----- Text passage

The first week of April 2005, I packed (some of) my earthly belongings into my Ford Escort and drove west, alone. I was 23, had recently graduated from Penn State with a BA in theater, and was eager to start working in a theater city more welcoming than what I perceived New York to be. Plus, I had a friend from high school looking for a roommate.
The drive was a breeze. Quite literally breezy, as I bound through Ohio and Indiana, windows down, with my carefully crafted mix CD blasting as I sang along. I made excellent time. It was the last 30 minutes of the journey – the endless construction outside Gary, the Skyway, 90/94, my first left turn on red through a six-point intersection – that really challenged me. I parked just north of Fullerton on my new street in Lincoln Park. I had moved to Chicago.
And ten years later, I’m staring down my last two months here. My family – husband Scott, toddler, and growing baby belly – are moving to Pittsburgh in July. My husband and I grew up there, and our families still live there. We hesitate, though, to say that we’re moving ‘back,’ because the last time either of us lived there for any stretch of time, we were graduating high school and getting the hell out, like most people we knew. I’ve mentioned in a previous post that I’m sad to leave Chicago. The calendar is mocking me as I sit and think of all the things I’d like to do over the next seven (seven!?!) weeks. I’m emotional thinking about it. It’s going to be really really hard.
Sitting in that sadness isn’t doing me any good, though, and I truly have so much waiting for me in the Burgh. The family that I’ve missed for 10 years in Chicago plus four more in Happy Valley, my in-laws’ beautiful home, back yard, and covered porch, new experiences and relationships with and for my daughter and bebe to be. I’ve been tallying a pretty scattered mental list of the things I’m gratefully looking forward to, partly to temper all of the loss I feel. Some of them are here.
A Bigger Bed
Seeing as how I moved (some of) my earthly belongings three states away in a compact four-door sedan, you can imagine I didn’t have room for much furniture. Any furniture, really. I was moving into a gorgeous 2-story, furnished Lincoln Park apartment in a building owned by the older brother of a genius high school friend who’d recently moved out there himself after undergrad at MIT (…genius). I didn’t know it yet, but this would be the nicest place I’d ever live in Chicago.

----------

Brief 1: In the essay about leaving Chicago, what car carried the writer's belongings west in April 2005?
The essay about leaving Chicago has no connection to the records that follow it.

----- Exercise input

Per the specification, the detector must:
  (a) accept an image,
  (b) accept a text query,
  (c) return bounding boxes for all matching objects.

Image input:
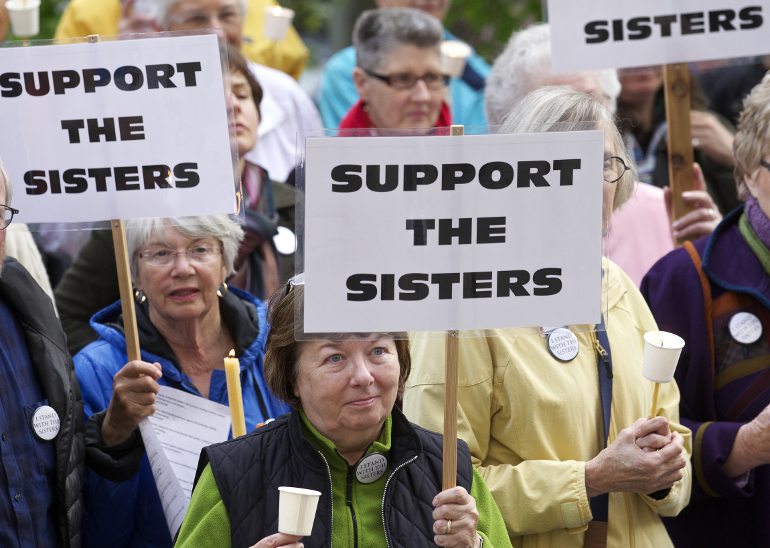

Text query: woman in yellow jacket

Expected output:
[404,87,691,548]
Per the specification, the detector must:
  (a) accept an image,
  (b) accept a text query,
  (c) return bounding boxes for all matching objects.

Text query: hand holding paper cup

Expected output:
[441,40,471,78]
[642,331,684,417]
[278,487,321,537]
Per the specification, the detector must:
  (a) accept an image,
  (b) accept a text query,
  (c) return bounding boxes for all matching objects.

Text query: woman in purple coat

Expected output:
[641,70,770,548]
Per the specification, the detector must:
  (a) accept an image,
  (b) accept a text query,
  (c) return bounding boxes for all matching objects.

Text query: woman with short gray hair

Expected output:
[340,8,451,129]
[74,215,288,548]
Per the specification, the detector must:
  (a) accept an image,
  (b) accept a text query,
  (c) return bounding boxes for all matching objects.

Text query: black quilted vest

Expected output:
[196,408,473,548]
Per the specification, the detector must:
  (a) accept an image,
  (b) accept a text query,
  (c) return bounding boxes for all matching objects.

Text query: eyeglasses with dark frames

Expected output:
[364,69,449,89]
[604,156,631,183]
[0,204,19,230]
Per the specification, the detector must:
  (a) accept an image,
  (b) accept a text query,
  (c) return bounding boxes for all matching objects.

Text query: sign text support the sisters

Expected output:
[304,131,604,333]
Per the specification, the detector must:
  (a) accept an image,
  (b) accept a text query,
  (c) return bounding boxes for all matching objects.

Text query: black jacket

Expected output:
[198,407,473,548]
[0,257,85,548]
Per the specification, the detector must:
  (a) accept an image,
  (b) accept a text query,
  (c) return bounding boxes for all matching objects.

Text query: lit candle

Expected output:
[225,350,246,438]
[263,6,294,42]
[441,40,471,78]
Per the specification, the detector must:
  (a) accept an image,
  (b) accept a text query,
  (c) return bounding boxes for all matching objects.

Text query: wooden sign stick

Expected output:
[88,34,141,362]
[663,63,695,242]
[442,126,465,491]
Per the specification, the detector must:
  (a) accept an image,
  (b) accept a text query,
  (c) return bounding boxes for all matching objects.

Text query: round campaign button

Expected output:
[548,327,579,362]
[356,453,388,483]
[32,405,61,441]
[273,226,297,255]
[729,312,762,344]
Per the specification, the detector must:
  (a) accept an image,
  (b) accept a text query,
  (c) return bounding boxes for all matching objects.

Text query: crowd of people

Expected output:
[0,0,770,548]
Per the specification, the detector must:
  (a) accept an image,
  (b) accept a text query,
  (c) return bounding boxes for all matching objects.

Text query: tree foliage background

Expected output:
[24,0,543,61]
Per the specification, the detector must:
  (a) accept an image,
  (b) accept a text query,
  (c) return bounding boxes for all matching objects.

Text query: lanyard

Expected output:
[585,324,613,548]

----------

Brief 2: Write out the records word for word, starting with the first line of the records and going on through the line that contains "[0,257,85,548]", with both of those lines included. Leave the pictures out.

Exercise solution 1: A Ford Escort.

Exercise solution 2:
Per the specification, the detector must:
  (a) accept an image,
  (b) accept a text query,
  (c) return bounding boxes for all matching objects.

Image input:

Text query: woman in yellow jacket

Expected output:
[404,87,691,548]
Per the specification, the detector must:
  (a) accept an image,
  (b) accept a text query,
  (c) return bounding boxes for all matching objects.

Text query: hand holding paper cup

Expected output:
[441,40,471,78]
[642,331,684,417]
[278,487,321,537]
Per the specification, the detector must:
  (a) accept an image,
  (b) accept a text query,
  (c) return bounding boxes for all matching objects.

Text query: woman in purple coat

Expected output:
[641,70,770,548]
Per the specification, the detector must:
  (a) accept an image,
  (b) accept a text query,
  (c) return bounding boxes for all matching objects.

Text query: woman with short gray hair

Expected output:
[340,8,451,129]
[74,215,288,548]
Per the specification, the detector must:
  (a) accept an image,
  (b) accept a text query,
  (c) return bounding boxes for all matching objects.

Text query: black quilted vest

Expected output:
[196,408,473,548]
Per the specification, the detector must:
  (a) accept an image,
  (b) accept a text query,
  (c) return bounding boxes for all matching objects.

Text query: eyeglasses with dark frames

Expected output:
[364,69,449,89]
[604,156,631,183]
[0,204,19,230]
Per the specification, the detector must:
  (a) accept an image,
  (b) accept a text query,
  (c) return bounding boxes for all matching objects.

Text query: sign text support the sisters

Expected output:
[304,131,604,333]
Per the specification, the detector must:
  (a) accept an image,
  (b) accept a text query,
  (c) return bounding boxes for all matching objects.

Text query: black jacket

Expected output:
[198,407,473,548]
[0,257,85,548]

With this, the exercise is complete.